Given instruction: Everything from the line containing "Where can the clear" down to the last line of the entries below must be transcribed exactly, and nothing else.

— Start Dataset —

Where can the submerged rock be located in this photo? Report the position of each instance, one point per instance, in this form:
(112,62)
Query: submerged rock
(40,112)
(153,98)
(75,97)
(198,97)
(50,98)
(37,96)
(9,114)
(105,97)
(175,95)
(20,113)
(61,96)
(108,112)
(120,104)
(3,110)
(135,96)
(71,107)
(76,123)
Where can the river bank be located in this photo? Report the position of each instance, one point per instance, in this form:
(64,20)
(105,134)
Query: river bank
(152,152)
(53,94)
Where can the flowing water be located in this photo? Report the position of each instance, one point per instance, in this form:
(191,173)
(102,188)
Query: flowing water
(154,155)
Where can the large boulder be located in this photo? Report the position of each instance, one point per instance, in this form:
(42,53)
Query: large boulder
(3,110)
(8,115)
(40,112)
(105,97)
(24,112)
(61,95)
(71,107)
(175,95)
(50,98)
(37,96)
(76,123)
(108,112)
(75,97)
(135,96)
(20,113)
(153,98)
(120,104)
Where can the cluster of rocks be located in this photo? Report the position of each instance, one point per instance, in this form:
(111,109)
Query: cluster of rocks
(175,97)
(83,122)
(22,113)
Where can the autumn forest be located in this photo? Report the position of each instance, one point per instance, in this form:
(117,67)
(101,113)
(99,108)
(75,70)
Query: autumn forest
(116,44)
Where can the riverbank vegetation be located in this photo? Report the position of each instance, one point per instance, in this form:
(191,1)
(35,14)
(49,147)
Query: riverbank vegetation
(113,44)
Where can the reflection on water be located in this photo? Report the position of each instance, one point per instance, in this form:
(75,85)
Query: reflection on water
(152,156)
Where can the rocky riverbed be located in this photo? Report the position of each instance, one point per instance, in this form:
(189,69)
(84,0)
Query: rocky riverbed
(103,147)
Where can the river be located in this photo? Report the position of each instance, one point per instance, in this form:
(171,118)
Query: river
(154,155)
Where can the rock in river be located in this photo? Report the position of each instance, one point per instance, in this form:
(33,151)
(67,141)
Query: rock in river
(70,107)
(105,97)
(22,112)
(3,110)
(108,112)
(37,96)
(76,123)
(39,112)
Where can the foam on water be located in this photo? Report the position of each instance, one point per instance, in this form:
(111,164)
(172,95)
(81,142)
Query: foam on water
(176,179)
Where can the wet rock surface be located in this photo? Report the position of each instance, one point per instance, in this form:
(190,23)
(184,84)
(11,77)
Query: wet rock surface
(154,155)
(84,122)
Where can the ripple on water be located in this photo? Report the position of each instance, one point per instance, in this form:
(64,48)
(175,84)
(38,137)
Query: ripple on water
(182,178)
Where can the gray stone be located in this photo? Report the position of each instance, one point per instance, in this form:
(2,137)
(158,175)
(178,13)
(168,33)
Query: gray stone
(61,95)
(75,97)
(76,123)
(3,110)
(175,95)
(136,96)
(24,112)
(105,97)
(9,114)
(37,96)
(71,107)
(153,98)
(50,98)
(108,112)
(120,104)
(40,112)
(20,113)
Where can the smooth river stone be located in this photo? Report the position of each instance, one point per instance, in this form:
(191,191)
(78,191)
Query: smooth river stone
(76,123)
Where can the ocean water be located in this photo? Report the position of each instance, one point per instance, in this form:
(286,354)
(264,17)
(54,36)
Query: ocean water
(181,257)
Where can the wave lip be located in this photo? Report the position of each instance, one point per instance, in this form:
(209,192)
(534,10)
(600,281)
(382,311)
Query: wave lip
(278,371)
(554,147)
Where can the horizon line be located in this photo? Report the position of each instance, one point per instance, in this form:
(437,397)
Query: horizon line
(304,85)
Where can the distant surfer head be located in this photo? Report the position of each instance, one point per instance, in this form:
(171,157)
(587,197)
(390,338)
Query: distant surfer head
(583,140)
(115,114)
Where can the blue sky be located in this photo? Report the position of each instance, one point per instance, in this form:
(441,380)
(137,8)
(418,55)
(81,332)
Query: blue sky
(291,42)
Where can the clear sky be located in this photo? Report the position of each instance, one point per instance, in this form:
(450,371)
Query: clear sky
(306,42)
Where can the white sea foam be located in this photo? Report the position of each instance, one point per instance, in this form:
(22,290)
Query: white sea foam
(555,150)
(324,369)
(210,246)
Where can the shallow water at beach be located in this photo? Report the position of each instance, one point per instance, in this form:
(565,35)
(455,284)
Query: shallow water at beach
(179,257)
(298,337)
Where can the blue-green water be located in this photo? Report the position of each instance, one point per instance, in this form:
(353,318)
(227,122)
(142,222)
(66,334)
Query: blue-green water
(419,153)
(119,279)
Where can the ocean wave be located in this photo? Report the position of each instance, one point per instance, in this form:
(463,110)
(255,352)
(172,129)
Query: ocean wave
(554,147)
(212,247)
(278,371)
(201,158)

— End Dataset —

Task output:
Where can the clear sky be located in this photo? Report the position of each instance, one point per instance, in this form:
(450,371)
Query: clear sky
(306,42)
Where can the white sea foam be located in this photo? Report the position of each instance, one point per instance, in this form:
(22,290)
Query: white sea foam
(555,150)
(324,369)
(210,246)
Where can the shallow water at beach be located in this photo? Report the position of each instance, one point per instance, in this form:
(565,35)
(455,284)
Query: shallow water at beach
(179,257)
(298,337)
Where can the blue-green water be located in this photo? Report the position of each instance, one point per instance, in this form:
(353,318)
(227,122)
(142,222)
(66,334)
Query: blue-green water
(419,153)
(119,279)
Where can the ocean wave be located in this photo? Report the position of each instance, one point per instance, in this form:
(463,110)
(255,352)
(172,129)
Query: ocean wave
(554,147)
(212,247)
(278,371)
(201,158)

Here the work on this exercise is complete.